ACTIVITY: Because the images are not wanted, restate every line below word for word without them.

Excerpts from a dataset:
════════════════
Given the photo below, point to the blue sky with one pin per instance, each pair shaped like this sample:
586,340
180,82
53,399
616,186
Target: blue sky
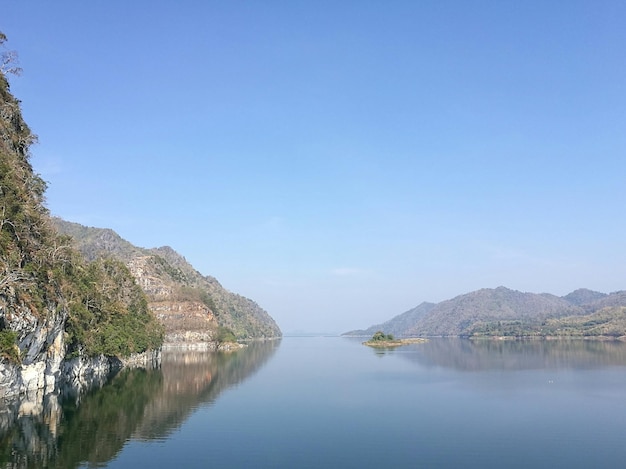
338,162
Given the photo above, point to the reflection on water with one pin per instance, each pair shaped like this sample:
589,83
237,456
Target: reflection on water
64,430
511,355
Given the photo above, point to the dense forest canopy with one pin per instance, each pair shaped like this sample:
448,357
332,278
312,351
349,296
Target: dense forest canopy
40,273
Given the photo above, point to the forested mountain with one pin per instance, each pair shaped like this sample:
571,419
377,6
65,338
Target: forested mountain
398,325
191,306
505,312
54,306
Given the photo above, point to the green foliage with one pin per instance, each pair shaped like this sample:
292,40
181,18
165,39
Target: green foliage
109,314
608,322
40,271
224,335
380,336
8,346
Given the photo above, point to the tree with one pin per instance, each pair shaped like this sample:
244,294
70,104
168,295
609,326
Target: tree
380,336
8,59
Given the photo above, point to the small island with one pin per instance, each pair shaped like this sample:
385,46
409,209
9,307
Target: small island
380,339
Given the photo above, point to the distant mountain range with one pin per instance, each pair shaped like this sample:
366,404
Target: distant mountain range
505,312
191,306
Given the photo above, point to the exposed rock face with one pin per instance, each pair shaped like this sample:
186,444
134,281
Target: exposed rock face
190,306
40,340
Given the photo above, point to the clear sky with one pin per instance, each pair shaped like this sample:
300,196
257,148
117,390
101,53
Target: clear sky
339,162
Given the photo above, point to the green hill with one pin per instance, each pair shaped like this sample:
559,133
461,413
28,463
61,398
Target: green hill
191,306
504,312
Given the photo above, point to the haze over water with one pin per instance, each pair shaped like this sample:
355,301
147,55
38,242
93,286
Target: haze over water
════════════════
EXERCISE RESPONSE:
Given the photo below, point to the blue sky with one pin per instance, each pair shaped like this sample:
586,340
180,82
53,399
616,186
Target: blue sky
338,162
Given the photo above, point to the reflection on water with one pin per instance, each pair shaped like this sample:
589,83
237,456
Target: reflection on water
64,430
511,355
Given the photo above, point to the dense forest canopy with one pin per instance, each pair shaped like this sample:
448,357
332,278
312,351
349,296
Target: dense forest canopy
40,273
Given the photo above, point to the forested mountain with one pin per instance, each pair shaped like this sample:
571,419
377,6
65,338
Target: forested mountain
398,325
191,306
505,312
54,306
Given the photo above, point to the green foliage with one pin per instance, each pair shaped like this sample:
292,40
181,18
165,39
Target: green foliage
109,314
608,322
40,271
224,335
380,336
8,346
Given the photo above, point to the tree with one pin per instance, each pair shaped like this sample:
244,294
70,104
168,295
609,326
Target: tree
380,336
8,59
Given the photo above, point to the small island with one pin per instance, each pair shaped like this sample:
385,46
409,209
9,307
Target: small island
380,339
Given the photo above, point to the distant mountain range with one pin per instance, each pair shaped like this sample:
366,404
Target: distant mountain range
505,312
191,306
Given the photo above, point to the exposed rock face with one pin per instance, each pair shaped like this sample:
186,444
134,281
Target: exposed rock face
190,306
40,340
Given the photo above, point to the clear sky with one pin per instance, each pair shaped like this sample:
300,196
257,148
117,390
101,53
Target: clear sky
339,162
Given the photo above, point to the green hill with one pin per instance, each pair shaped like this sample:
559,133
461,413
28,463
61,398
Target: green hill
191,306
504,312
Given the photo above, point to the haze over water with one pin per instance, each pair shaped like this sample:
355,301
147,55
38,242
93,286
Target: haze over water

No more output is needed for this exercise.